→ WRITTEN EXERCISE
Can you turn every line of the records below into a numbered list, leaving out any blank lines?

→ LISTED RECORDS
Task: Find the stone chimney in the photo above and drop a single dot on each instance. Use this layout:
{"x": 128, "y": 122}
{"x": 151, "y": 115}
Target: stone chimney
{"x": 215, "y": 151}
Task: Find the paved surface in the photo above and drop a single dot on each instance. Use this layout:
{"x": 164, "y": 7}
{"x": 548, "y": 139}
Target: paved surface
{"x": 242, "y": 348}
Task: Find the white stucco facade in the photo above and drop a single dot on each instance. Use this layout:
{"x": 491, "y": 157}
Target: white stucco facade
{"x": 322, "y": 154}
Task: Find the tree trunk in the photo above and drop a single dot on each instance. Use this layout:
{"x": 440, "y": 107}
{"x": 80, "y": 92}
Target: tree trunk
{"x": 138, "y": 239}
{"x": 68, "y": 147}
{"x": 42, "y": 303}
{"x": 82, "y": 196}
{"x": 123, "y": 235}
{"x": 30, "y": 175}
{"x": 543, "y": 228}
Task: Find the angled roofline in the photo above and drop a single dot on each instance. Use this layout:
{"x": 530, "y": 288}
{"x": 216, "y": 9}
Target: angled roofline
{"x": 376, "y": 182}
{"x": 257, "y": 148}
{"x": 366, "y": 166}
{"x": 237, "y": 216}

→ CORRECT OUTPUT
1. Task: Find the stone chimney in the photo above and drop a single dot on each instance. Use this layout:
2. {"x": 128, "y": 122}
3. {"x": 151, "y": 115}
4. Target: stone chimney
5. {"x": 215, "y": 151}
6. Task: Find the paved surface in the photo above and drop a single dot on each instance. Use this layout:
7. {"x": 164, "y": 7}
8. {"x": 548, "y": 139}
9. Target: paved surface
10. {"x": 242, "y": 348}
11. Task: Find the white stucco facade in the photo above and drop a single dot on each instance. Use this layout:
12. {"x": 491, "y": 157}
13. Target: white stucco facade
14. {"x": 322, "y": 154}
15. Task: Find the tree trunk in the photo above and drop a single dot on each instance. Use this layout:
16. {"x": 440, "y": 107}
17. {"x": 80, "y": 92}
18. Target: tree trunk
19. {"x": 138, "y": 239}
20. {"x": 68, "y": 147}
21. {"x": 42, "y": 303}
22. {"x": 82, "y": 196}
23. {"x": 123, "y": 235}
24. {"x": 30, "y": 175}
25. {"x": 543, "y": 228}
26. Task: Find the angled roofline in the photo above and drop a single dot on each instance. Use this layout:
27. {"x": 530, "y": 288}
28. {"x": 216, "y": 9}
29. Target: angled roofline
30. {"x": 376, "y": 182}
31. {"x": 257, "y": 148}
32. {"x": 366, "y": 166}
33. {"x": 237, "y": 216}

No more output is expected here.